**Required action**
When the line with "Target: sunglasses" appears below, start repeating lines exactly, and keep going through the line with "Mark every instance of the smiling"; add nothing outside that span.
--- Data provided Enclosed Below ---
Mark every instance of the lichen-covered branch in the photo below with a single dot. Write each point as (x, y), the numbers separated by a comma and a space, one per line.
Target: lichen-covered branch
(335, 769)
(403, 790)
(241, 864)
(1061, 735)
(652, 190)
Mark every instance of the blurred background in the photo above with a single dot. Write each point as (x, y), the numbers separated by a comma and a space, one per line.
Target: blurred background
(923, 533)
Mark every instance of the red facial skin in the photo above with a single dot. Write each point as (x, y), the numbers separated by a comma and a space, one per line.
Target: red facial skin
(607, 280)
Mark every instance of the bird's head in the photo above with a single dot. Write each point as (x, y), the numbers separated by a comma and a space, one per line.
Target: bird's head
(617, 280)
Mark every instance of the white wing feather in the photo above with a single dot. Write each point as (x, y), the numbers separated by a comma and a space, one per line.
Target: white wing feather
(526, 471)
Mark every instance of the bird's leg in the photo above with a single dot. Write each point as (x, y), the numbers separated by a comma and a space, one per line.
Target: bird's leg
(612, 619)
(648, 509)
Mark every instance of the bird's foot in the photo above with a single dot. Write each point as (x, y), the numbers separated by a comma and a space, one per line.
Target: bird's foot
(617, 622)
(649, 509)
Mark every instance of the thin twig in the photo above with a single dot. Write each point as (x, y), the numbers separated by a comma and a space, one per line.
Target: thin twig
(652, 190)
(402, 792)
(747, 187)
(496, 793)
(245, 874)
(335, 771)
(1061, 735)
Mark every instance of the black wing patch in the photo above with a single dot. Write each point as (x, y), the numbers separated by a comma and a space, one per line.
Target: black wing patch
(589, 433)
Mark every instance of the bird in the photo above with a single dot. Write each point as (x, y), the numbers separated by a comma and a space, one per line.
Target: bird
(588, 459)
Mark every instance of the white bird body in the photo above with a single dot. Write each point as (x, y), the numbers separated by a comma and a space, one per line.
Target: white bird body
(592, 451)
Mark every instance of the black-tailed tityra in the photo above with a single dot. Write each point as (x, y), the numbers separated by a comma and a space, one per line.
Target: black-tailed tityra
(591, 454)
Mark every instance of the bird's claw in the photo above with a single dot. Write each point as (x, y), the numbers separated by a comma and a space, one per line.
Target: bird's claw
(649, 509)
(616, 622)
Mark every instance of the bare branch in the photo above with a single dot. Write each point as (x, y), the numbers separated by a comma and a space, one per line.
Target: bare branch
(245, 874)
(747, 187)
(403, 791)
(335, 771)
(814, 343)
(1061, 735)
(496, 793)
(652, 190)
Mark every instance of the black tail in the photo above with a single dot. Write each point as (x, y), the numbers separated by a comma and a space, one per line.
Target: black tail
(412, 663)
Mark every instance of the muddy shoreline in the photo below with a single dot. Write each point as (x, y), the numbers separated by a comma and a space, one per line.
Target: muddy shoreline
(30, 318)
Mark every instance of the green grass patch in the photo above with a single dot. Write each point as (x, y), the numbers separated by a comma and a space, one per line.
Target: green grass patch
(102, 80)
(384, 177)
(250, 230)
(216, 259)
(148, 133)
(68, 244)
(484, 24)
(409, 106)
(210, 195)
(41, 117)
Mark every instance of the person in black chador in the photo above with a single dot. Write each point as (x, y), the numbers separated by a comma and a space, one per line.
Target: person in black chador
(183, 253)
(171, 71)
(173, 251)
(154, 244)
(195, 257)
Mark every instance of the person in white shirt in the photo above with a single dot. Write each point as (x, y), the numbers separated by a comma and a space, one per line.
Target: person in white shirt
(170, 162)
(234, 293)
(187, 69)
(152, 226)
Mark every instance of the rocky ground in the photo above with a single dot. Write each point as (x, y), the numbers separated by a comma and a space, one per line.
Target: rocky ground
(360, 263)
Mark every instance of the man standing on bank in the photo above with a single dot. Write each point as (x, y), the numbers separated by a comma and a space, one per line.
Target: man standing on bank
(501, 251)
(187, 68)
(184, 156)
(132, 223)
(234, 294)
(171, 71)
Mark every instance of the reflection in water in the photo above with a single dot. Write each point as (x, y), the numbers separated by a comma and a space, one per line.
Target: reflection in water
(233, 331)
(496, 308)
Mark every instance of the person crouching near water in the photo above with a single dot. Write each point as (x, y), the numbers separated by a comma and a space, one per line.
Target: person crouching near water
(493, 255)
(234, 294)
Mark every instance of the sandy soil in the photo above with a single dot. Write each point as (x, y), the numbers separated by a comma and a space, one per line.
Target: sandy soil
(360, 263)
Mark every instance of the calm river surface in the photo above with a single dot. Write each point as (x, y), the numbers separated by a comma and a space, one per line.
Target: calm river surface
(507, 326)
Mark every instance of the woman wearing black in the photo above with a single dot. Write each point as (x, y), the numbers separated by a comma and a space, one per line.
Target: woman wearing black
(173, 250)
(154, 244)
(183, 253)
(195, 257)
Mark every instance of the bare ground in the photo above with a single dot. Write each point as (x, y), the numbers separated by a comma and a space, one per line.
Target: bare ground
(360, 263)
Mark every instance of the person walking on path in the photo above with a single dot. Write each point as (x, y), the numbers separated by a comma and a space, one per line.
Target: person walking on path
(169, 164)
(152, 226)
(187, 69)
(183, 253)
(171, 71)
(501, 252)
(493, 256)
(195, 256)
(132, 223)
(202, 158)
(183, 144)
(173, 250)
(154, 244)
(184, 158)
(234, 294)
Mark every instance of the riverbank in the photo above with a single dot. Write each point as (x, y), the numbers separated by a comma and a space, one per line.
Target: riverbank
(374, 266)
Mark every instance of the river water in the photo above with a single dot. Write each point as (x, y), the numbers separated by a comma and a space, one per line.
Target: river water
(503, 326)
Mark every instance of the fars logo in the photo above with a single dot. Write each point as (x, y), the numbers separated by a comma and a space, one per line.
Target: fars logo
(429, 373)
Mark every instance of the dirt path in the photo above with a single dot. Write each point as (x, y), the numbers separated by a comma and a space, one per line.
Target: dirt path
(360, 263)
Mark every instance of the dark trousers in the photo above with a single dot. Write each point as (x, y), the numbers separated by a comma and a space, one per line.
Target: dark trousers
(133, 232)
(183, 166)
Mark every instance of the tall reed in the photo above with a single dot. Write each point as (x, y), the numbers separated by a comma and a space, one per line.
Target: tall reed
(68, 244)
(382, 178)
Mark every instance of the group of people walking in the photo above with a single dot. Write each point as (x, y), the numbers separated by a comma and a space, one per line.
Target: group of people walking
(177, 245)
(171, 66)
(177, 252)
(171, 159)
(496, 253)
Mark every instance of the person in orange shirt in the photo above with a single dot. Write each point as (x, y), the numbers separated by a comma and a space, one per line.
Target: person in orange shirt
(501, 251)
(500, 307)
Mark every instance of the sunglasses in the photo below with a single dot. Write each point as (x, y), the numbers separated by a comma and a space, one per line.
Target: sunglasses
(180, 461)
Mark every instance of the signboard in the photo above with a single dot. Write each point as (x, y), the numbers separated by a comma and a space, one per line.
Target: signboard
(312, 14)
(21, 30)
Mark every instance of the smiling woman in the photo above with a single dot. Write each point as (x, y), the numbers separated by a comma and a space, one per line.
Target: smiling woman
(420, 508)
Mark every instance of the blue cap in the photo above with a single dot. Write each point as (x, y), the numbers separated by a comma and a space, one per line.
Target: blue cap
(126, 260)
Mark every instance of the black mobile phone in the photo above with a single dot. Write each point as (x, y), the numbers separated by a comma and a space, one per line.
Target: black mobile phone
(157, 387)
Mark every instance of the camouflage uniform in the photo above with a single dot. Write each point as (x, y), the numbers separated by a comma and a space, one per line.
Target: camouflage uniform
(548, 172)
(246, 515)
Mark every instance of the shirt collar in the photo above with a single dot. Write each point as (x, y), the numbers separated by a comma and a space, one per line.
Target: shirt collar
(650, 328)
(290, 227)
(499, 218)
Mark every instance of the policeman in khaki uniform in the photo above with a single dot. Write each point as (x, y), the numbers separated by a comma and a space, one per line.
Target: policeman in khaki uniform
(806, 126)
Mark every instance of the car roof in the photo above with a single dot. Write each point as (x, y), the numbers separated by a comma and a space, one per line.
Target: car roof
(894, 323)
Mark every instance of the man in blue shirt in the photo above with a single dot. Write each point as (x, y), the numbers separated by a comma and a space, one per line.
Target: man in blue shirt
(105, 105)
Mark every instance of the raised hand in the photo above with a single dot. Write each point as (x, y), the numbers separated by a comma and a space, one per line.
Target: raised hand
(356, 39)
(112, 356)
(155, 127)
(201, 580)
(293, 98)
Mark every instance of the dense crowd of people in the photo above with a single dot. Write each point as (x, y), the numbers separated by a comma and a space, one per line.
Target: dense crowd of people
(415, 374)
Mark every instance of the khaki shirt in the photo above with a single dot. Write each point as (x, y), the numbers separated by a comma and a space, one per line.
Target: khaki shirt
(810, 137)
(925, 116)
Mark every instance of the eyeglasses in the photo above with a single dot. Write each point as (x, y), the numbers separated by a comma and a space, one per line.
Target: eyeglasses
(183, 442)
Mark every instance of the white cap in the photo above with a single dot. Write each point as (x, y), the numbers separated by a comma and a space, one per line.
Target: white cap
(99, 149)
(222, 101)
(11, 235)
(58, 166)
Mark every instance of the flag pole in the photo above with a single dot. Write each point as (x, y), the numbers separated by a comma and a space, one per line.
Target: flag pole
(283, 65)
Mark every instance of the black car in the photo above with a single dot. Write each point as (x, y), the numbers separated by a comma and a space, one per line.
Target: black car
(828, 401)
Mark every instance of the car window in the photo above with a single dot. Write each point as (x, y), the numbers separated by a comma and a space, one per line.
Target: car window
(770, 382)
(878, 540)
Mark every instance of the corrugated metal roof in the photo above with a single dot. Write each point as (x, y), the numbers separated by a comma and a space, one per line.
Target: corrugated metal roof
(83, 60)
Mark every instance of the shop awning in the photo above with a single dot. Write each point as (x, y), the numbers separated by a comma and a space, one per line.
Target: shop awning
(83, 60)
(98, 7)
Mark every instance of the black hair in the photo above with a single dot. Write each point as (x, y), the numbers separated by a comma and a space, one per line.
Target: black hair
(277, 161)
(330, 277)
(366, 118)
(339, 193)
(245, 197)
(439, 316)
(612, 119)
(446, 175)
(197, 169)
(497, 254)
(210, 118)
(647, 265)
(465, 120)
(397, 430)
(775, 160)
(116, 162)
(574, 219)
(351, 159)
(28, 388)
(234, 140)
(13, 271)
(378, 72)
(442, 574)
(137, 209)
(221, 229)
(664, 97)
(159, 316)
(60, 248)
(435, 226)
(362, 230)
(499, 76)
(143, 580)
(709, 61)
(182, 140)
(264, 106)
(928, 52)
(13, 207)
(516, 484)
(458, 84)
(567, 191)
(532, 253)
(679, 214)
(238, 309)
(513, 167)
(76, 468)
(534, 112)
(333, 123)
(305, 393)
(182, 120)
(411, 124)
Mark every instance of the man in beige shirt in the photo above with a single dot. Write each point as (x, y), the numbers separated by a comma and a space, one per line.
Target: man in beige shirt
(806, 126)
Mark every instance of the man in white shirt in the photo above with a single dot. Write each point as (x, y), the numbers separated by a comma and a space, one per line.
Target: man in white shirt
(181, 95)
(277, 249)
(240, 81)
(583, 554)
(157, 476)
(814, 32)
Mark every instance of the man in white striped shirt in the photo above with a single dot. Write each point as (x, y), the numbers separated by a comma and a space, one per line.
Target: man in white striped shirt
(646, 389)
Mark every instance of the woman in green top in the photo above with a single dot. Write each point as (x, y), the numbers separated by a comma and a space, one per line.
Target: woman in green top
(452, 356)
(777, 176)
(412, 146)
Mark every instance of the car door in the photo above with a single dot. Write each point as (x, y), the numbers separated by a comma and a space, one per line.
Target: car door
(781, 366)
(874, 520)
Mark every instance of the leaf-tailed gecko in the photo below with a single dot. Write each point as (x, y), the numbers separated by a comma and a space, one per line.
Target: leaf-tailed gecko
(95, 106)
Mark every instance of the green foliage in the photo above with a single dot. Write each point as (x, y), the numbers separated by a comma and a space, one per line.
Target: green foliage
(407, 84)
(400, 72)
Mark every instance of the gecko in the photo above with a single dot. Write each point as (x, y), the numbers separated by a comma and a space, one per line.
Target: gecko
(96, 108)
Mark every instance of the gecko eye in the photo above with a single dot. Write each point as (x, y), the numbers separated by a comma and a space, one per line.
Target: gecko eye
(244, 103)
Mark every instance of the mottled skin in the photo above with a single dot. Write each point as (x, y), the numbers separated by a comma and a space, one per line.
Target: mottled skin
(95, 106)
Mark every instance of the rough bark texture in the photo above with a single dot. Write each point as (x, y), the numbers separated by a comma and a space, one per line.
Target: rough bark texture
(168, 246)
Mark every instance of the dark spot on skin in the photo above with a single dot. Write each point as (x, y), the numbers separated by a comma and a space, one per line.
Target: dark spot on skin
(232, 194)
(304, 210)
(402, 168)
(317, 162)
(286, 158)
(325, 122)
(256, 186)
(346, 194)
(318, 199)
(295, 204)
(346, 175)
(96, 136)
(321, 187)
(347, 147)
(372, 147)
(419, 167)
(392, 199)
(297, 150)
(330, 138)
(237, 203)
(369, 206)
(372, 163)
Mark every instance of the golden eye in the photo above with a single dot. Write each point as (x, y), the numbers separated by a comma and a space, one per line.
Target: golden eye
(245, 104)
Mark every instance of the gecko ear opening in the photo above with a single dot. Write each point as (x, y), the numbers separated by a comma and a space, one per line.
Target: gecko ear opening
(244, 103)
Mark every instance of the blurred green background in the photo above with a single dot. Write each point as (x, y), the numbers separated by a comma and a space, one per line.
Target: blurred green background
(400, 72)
--- End of Enclosed Data provided ---
**Exercise output**
Target: sunglasses
(180, 461)
Mark every instance of the signboard in the photo above with a single dot. Write each point as (x, y), the numbers separated by a comma and a space, one per line.
Target: signboard
(312, 14)
(21, 30)
Mark every instance of the smiling woman in the photo above with a single dot. Write each point as (x, y), the numbers separated by a comma and a space, one per line.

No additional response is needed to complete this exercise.